■ **What the task requires**: With the pictures left out, reproduce exactly the lines running from the line with "Where can the red fruit" to the last line of the material below.

■ **Data shown**:
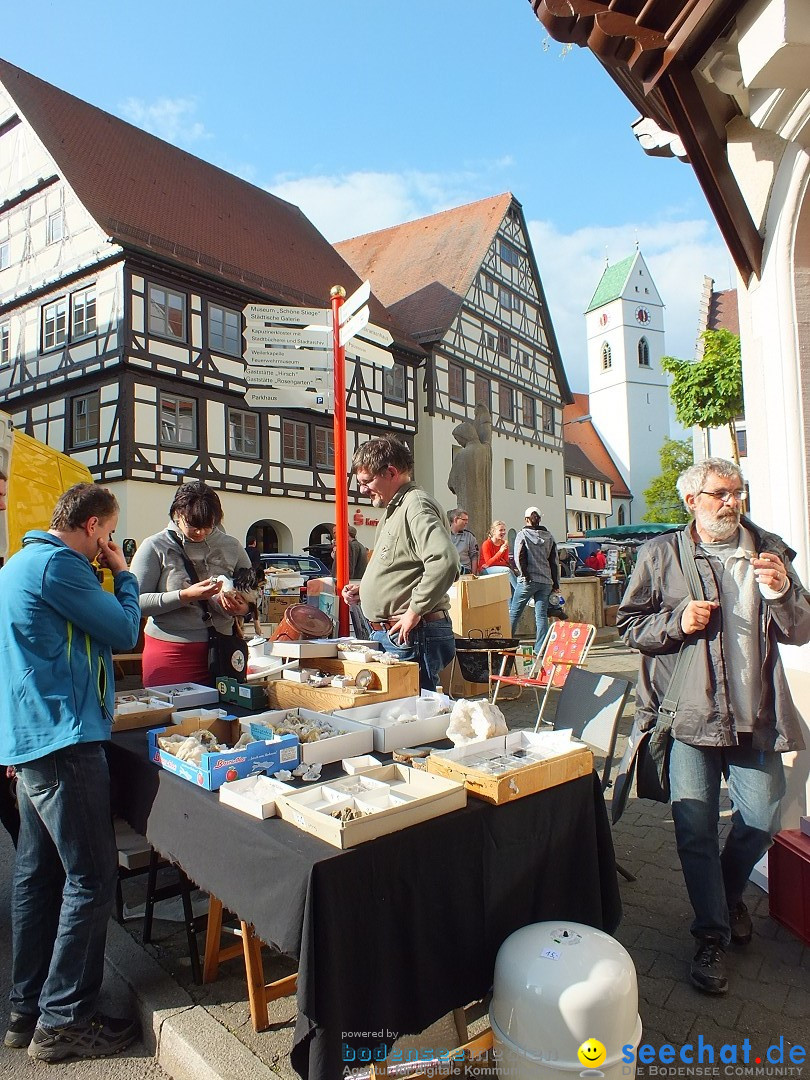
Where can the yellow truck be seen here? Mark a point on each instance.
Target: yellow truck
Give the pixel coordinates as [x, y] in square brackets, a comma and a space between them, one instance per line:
[37, 476]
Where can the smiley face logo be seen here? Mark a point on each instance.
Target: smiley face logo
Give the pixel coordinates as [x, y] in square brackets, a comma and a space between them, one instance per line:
[592, 1054]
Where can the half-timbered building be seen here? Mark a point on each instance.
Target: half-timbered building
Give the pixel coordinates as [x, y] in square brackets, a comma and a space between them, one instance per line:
[466, 285]
[125, 265]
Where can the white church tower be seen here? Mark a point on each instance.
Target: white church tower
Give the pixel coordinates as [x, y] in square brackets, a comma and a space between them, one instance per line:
[629, 395]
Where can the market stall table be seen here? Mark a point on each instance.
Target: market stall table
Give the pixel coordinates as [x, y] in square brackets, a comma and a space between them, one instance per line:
[396, 932]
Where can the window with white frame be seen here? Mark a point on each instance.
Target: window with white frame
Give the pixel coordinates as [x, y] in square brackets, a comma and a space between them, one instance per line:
[84, 412]
[54, 324]
[225, 331]
[325, 448]
[177, 421]
[393, 383]
[243, 433]
[456, 382]
[54, 227]
[83, 313]
[295, 443]
[166, 313]
[549, 418]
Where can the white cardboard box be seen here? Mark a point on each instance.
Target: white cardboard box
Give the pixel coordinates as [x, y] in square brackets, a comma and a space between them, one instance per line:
[235, 794]
[391, 734]
[355, 739]
[187, 694]
[401, 797]
[293, 650]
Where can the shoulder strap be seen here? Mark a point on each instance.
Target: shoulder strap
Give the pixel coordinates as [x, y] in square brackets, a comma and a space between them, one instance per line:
[670, 704]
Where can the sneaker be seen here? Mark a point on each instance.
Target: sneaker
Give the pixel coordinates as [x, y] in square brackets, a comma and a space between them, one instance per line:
[98, 1037]
[742, 929]
[707, 970]
[21, 1029]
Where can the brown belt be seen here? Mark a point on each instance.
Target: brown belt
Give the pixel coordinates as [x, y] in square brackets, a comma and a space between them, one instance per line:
[429, 617]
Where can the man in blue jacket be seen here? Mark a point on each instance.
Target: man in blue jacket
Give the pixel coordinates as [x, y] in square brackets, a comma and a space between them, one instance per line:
[57, 631]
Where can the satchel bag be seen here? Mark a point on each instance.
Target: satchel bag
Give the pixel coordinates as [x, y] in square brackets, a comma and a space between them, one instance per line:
[227, 652]
[647, 753]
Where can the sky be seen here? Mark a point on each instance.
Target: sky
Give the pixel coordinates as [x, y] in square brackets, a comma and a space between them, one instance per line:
[373, 112]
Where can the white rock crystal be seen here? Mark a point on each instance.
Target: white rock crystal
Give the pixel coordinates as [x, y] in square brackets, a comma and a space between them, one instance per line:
[475, 720]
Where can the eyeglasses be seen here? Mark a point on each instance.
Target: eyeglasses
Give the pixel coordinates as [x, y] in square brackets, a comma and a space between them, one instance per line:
[727, 496]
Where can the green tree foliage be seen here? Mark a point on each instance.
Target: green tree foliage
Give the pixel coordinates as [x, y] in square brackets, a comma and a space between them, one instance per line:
[662, 497]
[707, 393]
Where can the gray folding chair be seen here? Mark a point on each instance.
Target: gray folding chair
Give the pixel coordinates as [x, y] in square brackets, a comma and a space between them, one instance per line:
[591, 705]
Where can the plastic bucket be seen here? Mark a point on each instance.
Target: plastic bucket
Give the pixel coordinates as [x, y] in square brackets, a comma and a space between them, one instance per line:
[301, 621]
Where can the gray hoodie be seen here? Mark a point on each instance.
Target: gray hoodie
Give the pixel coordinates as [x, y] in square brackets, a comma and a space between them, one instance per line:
[159, 567]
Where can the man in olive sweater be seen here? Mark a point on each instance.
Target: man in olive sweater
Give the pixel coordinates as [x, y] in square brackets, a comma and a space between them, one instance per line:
[404, 590]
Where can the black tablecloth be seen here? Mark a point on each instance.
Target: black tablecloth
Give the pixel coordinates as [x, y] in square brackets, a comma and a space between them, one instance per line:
[394, 933]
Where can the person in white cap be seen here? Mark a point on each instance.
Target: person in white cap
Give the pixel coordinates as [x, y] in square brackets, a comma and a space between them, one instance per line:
[538, 574]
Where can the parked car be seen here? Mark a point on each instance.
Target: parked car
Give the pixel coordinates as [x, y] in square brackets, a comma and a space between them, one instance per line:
[307, 565]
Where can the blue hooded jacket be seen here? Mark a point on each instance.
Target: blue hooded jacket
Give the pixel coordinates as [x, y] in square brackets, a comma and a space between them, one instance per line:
[57, 632]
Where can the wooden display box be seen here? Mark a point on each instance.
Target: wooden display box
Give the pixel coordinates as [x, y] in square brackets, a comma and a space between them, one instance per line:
[388, 682]
[788, 881]
[154, 711]
[558, 765]
[399, 797]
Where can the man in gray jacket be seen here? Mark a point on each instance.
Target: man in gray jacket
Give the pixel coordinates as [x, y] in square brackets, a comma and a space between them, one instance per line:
[404, 590]
[734, 717]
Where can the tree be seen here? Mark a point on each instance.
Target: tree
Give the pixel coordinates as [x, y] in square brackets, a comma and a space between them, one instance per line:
[707, 393]
[662, 497]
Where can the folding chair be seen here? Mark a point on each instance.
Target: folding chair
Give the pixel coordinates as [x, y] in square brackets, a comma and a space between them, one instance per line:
[566, 646]
[592, 705]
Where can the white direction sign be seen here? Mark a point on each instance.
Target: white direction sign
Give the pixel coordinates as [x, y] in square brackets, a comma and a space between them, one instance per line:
[291, 315]
[364, 350]
[355, 301]
[297, 359]
[289, 399]
[293, 336]
[355, 324]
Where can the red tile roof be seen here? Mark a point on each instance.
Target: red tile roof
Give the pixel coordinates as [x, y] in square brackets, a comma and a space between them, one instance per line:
[422, 270]
[589, 441]
[153, 197]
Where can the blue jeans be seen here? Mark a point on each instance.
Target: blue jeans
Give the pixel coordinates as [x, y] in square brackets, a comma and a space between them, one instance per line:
[756, 784]
[524, 592]
[432, 646]
[64, 885]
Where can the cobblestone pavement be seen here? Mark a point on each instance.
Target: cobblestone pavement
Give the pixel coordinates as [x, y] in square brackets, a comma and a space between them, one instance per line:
[769, 996]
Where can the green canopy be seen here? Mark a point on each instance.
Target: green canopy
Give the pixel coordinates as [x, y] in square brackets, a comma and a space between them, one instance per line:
[639, 531]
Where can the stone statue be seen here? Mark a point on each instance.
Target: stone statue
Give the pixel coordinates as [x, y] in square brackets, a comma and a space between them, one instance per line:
[471, 474]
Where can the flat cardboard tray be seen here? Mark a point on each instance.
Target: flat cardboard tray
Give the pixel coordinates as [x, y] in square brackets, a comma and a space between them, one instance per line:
[235, 794]
[391, 733]
[397, 796]
[355, 738]
[561, 759]
[216, 768]
[152, 711]
[187, 694]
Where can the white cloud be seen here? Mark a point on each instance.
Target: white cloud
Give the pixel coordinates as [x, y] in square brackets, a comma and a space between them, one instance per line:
[169, 118]
[678, 253]
[348, 205]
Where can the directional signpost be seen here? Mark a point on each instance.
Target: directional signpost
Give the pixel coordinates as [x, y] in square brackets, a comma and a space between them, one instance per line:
[286, 366]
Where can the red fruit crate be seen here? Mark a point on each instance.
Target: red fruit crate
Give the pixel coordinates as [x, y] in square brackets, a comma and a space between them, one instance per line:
[788, 881]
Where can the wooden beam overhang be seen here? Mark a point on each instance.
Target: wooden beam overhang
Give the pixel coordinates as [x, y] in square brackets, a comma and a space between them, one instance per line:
[649, 48]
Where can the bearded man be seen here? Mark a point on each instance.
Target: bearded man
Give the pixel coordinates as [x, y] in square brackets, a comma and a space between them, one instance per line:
[734, 716]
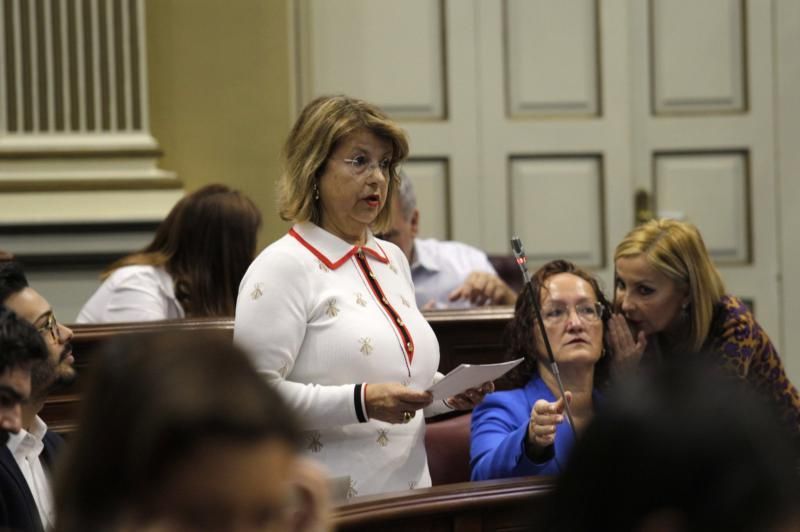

■ **Task response**:
Where can the red fruit crate be seen here? Mark a point on each instance.
Target: red fruit crate
Give the pixel coordinates as [x, y] in square brackets, a comma and a space between them, one instance per line:
[788, 881]
Where can the wooden beam overhang be seen here? Mark a point on each instance.
Target: wooden beam overhang
Give the pixel coordinates as [x, y] in square brackets, a comma and a space between them, one instance per line:
[649, 48]
Where can the bearded man be seen here? Mark a point on each instance.
Target: bearded man
Give the pixel coordinates as [x, y] in square brackets, a comma and a space between them, one instance per line:
[734, 716]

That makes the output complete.